▸ Excerpt
════════

# cartoons you lived on as a kid



## Koriekraiz13 (Jul 27, 2019)

Everyone has at least one favourite tv show or cartoon they binge watched as a kid like me with skatooni and total drama, * you know already just cut to the point* what was your favourite cartoon as a kid, and let me just point out _Kids _


----------



## Ringo the Wolf (Jul 27, 2019)

Cartoon Network heh... That's good one, I don't see it anymore on my TV *nostalgia*


----------



## Koriekraiz13 (Jul 27, 2019)

DepressionMachine said:


> Cartoon Network heh... That's good one, I don't see it anymore on my TV *nostalgia*


Yeah, cartoon network used to be the holy grail of cartoons, now it's just cringe, lots of cringe


----------



## Infrarednexus (Jul 27, 2019)

Cat dog, Tom and Jerry, Scooby Doo, Samurai Jack, Dragon Ball Z, Hey Arnold, Rugrats, Rocko's Modern Life, Angry Beavers, The Wild Thornberries, and American Dragon Jake Long


----------



## Marius Merganser (Jul 27, 2019)

I can only choose one out of the entire Disney Afternoon and Fox Kids after-school cartoon blocks which I watched religiously!?

Either the original Ducktales or Tiny Toon Adventures.  




Maybe Animaniacs.  




Or possibly Darkwing Duck.


----------



## Arnak (Jul 27, 2019)

Ed edd n Eddy, SpongeBob SquarePants, Simpsons, Timon and pumba, Digimon (name any season, I've watched it) courage the cowardly dog and the super old toons I have on DVD like Popeye


----------



## Toby_Morpheus (Jul 27, 2019)

Digimon was probably it.
I had a lot of toys, even had an original Digivice (before Digimon was a tv show)
Speaking of, those are being re-released the beginning of next month. Deffo getting one ;D


----------



## Arnak (Jul 27, 2019)

Toby_Morpheus said:


> Digimon was probably it.
> I had a lot of toys, even had an original Digivice (before Digimon was a tv show)
> Speaking of, those are being re-released the beginning of next month. Deffo getting one ;D


If I got Digimon merch. I would like to get a plushie... Though I don't know if I want renamon, gatomon or guilmon


----------



## Render (Jul 27, 2019)

I had comics, not cartoons. I feel old ;-; 

Spooderman and ROM where my favorite comics, first cartoon I got into was probably... Goodness, southpark perhaps? Way back when it was shockingly counter-culture and PTA meetings were held about banning it heh


----------



## The Matte-Black Cat (Jul 27, 2019)

════════

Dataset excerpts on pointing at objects
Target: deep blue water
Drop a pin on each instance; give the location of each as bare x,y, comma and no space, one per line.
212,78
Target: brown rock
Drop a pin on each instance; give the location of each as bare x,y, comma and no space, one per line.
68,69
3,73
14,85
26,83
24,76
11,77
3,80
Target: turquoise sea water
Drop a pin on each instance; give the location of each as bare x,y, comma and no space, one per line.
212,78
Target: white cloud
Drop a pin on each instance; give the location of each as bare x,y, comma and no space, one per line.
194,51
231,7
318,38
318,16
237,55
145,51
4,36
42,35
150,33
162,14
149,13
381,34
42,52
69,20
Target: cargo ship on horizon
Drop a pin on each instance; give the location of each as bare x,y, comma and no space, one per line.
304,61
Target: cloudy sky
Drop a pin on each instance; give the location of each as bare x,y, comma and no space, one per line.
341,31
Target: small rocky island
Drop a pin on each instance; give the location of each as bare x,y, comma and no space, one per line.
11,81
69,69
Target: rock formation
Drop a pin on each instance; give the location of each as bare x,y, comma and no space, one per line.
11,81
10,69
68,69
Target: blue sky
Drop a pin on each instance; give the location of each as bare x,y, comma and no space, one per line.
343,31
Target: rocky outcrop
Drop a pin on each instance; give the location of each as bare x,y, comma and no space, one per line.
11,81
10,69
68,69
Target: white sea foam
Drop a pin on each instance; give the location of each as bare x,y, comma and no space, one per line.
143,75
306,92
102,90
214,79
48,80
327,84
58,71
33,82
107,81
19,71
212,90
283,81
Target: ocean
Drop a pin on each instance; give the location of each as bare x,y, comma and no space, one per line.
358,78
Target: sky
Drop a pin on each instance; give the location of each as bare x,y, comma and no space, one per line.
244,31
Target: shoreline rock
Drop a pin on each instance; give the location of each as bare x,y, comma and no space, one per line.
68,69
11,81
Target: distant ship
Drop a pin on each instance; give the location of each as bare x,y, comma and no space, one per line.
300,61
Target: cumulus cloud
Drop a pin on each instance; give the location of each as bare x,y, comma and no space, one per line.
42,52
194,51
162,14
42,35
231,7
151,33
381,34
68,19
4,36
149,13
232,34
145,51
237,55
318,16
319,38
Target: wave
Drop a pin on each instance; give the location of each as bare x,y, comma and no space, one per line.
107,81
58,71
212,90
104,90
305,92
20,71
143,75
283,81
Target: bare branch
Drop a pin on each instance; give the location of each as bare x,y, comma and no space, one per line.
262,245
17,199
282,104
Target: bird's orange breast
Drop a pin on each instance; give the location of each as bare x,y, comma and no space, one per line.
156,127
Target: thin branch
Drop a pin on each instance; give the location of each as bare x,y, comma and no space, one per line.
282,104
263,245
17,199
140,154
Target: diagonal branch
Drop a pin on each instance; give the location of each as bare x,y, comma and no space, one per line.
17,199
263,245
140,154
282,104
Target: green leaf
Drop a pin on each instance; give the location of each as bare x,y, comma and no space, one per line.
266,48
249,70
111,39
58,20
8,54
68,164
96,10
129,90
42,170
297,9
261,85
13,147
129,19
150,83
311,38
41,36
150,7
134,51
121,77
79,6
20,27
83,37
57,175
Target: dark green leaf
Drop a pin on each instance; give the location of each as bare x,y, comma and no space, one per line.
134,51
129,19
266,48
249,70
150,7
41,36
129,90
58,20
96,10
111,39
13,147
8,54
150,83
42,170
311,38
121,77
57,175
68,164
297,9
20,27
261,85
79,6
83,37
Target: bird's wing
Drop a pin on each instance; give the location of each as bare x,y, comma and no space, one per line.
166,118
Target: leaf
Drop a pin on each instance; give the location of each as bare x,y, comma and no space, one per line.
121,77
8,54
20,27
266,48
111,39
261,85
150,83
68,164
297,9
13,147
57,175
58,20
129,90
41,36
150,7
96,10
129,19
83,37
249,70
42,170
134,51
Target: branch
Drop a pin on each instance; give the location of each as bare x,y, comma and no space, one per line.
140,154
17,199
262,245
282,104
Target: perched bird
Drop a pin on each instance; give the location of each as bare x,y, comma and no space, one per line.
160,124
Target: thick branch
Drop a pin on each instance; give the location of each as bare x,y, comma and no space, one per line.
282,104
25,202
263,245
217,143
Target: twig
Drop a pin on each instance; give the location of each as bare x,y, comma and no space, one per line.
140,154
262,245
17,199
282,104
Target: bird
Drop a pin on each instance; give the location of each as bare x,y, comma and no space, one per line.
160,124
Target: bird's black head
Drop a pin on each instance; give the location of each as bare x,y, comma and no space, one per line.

════════

▸ Work to do
1) In the forum thread on childhood cartoons, which two comics does Render name as favorites?
2) Retype the passage of the forum thread on childhood cartoons between "# cartoons you" and "Wolf (Jul 27, 2019)", inclusive.
3) Write the next part of the forum thread on childhood cartoons, picking up after its final line.

▸ Answers in order
1) Spooderman and ROM.

2)
# cartoons you lived on as a kid



## Koriekraiz13 (Jul 27, 2019)

Everyone has at least one favourite tv show or cartoon they binge watched as a kid like me with skatooni and total drama, * you know already just cut to the point* what was your favourite cartoon as a kid, and let me just point out _Kids _


----------



## Ringo the Wolf (Jul 27, 2019)

3)
Rugrats and Chowder were my absolute favs..

Kinda enjoyed the old SpongeBob..but hate the new episodes, good Lord..

Getting older (into my 20's....) I began to watch Ren and Stinpy like crazy until it got pulled off Hulu (I believe)...I honestly don't mind Teen Titans Go despite nearly EVERYONE hating it..

But other than that, I stopped watching tv overall. I'm a cord-cutter and only watch stuff on YouTube as of now.


----------



## WardenToons (Jul 28, 2019)

Ren and Stimpy, Spongebob, South Park, Beavis and Butthead and The Simpsons. Anything that was raunchy, offensive or strange I would cling to like a rotten putrid slug


----------



## Peach's (Jul 28, 2019)

Pokemon, Spongebob, and Powerpuff girls were my jam


----------



## Vamux (Jul 28, 2019)

Wait, there was more on TV than just Mr. Black and Mr. White's Squiggly Line Show?


----------



## BrenaehCoulson (Jul 28, 2019)

90’s Cartoon Network and Nickelodeon <3


----------



## Drawmander (Jul 28, 2019)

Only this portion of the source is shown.